# Task objective:
Set down the records once more, please, exactly and with the pictures left out.

*** Supplied data ***

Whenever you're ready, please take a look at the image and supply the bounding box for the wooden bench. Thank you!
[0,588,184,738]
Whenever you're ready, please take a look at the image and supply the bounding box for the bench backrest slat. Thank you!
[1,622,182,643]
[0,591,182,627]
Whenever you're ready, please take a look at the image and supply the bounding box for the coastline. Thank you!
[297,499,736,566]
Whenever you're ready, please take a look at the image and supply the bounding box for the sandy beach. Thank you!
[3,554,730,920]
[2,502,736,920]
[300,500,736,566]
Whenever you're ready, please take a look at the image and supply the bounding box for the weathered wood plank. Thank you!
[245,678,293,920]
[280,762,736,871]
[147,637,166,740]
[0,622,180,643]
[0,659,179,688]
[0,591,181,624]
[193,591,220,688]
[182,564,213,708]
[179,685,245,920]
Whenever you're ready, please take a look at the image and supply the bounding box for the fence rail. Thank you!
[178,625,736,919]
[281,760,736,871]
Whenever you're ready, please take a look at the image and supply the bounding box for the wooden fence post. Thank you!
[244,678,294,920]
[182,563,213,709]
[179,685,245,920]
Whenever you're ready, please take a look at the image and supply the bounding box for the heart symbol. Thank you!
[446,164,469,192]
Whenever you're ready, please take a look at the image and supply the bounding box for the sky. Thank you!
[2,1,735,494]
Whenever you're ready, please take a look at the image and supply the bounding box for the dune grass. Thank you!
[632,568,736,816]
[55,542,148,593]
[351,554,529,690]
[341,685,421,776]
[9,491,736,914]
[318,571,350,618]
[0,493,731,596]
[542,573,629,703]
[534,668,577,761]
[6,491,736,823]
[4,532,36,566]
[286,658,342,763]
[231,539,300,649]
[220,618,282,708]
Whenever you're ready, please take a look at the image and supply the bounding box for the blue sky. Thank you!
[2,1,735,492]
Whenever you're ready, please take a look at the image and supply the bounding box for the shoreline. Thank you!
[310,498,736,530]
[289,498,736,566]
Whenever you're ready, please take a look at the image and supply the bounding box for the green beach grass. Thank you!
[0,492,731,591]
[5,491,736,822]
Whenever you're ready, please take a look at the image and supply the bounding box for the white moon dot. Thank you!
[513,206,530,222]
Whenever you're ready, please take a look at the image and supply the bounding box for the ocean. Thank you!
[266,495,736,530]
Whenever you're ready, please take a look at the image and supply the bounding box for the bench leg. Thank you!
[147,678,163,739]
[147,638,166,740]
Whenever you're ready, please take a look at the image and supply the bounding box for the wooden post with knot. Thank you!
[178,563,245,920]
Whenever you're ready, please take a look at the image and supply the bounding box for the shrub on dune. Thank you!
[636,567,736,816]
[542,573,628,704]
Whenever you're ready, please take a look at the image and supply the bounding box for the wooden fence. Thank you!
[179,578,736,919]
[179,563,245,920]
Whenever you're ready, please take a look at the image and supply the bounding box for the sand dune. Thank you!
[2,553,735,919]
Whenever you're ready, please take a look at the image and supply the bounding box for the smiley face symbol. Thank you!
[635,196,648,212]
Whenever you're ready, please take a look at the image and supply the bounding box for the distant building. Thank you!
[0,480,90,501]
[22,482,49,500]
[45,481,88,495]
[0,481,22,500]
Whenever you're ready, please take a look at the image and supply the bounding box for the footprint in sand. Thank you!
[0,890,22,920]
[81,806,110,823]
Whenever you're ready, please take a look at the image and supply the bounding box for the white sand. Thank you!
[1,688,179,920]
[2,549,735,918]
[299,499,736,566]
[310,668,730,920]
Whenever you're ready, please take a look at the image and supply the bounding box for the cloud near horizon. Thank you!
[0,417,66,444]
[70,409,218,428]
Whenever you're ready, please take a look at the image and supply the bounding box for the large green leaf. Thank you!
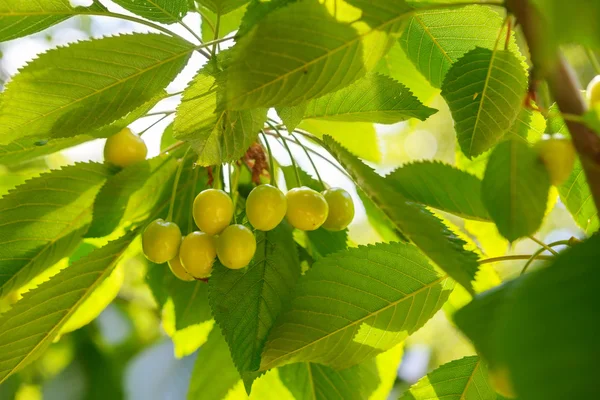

*** End of Supplied data ***

# Answer space:
Whenever you're ready, please take a look at the image and supply the bounding box for the wooden bench. Thank you!
[0,588,184,738]
Whenever you're ready, please take a look at the image and supply the bounding box for the bench backrest slat. Thank you!
[1,622,182,643]
[0,591,182,627]
Whenever you're ready, please take a look at the image and supply the bounding box for the coastline. Thank you!
[297,499,736,566]
Whenever you're ready, please take a look at the image and supply the bounding box for the sandy beach. Thank you!
[3,554,730,920]
[2,502,736,920]
[300,500,736,566]
Whenever you're ready, please take a look at the image and supply the bounding box for the weathered wood plank. Thank you!
[245,678,293,920]
[280,762,736,871]
[147,637,166,740]
[0,622,180,643]
[0,659,179,688]
[0,591,181,624]
[193,591,220,688]
[182,564,213,708]
[179,685,245,920]
Whenever you're ready, please take a look at the image and supply the bounding box for the fence rail. Thank you!
[178,625,736,919]
[281,760,736,871]
Whenever you're ready, please take a look at the image and supply the bounding box for the wooden fence post. Thank you!
[244,678,294,920]
[182,563,213,709]
[179,685,245,920]
Whenever you're ready, please take a look at the image and supply the bounding box for the heart symbol. Thank you!
[446,164,469,192]
Whenever you're ready, please take a look at the image and supply the bounding box for the sky. Thank you!
[2,1,735,494]
Whenever you're ready, please take a look at the image and supply the bounding box for the dune grass. Thank you!
[632,568,736,816]
[55,542,148,593]
[351,554,529,690]
[341,685,421,776]
[9,491,736,914]
[318,571,350,618]
[0,493,731,596]
[542,573,629,703]
[534,668,577,761]
[6,491,736,823]
[4,532,36,566]
[286,658,342,763]
[231,539,300,649]
[220,618,282,708]
Whenever you're ready, please take a look at the image and supply the bounding box for the blue sky. Thank you!
[2,1,735,492]
Whenever you're ready, please take a look at the image and supply the bounding box for the shoreline. Thank you!
[310,498,736,530]
[289,498,736,566]
Whenever you're ready, please take a look at the image and supply the bounding box for the green beach grass. Thank you!
[0,492,731,591]
[5,491,736,822]
Whenever you're ready, please take a look at the image and supply the bounding box for the white moon dot. Thank you!
[513,206,530,222]
Whenever you're ready, please take a look at the image and supply the bounding box for the ocean. Thank you!
[266,495,736,530]
Whenever you're ready, please take a look at the image and supply the bounding box for the bench leg. Thank you!
[147,678,163,739]
[147,638,166,740]
Whenever you're ready, please take a look at the image and supply the bounding box for the wooden post with knot. Thank you!
[178,563,245,920]
Whenever you're ready, please take a look at the image and supply the bounding box for the shrub on dune. Thank you!
[636,567,736,816]
[542,573,628,704]
Whenever you're ready, please take a look at the image and supply the bounding box for the wooden fence. Thank you!
[179,578,736,919]
[179,563,245,920]
Whenever you're ready, please take a look at the image and supply the bounding box for the sand dune. Thank you!
[2,553,735,919]
Whenever you're ready, please take a look at the image and supply the bounding box for the smiley face symbol. Thank you!
[635,196,648,212]
Whenever you're ready, please take a look at the image and supply the bounding box for the distant building. Thank you!
[0,480,90,501]
[22,482,49,500]
[45,481,88,495]
[0,481,22,500]
Whenever you're ready, please take a look at the image and supply the bounding box for the footprint in sand. Thank you!
[0,890,22,920]
[81,806,110,823]
Whenever you're ready, please take a look at the image and supply the bounding box for the white sand. Thank you!
[1,688,179,920]
[2,549,735,918]
[299,499,736,566]
[310,668,730,920]
Whenever you're ready, please take a look at the image and supply the bounding box for the cloud near horizon. Thank you!
[0,417,66,444]
[70,409,218,428]
Whenever you're ready, please take a look at the image and supply the bounding box for the large green leaf. Thank you!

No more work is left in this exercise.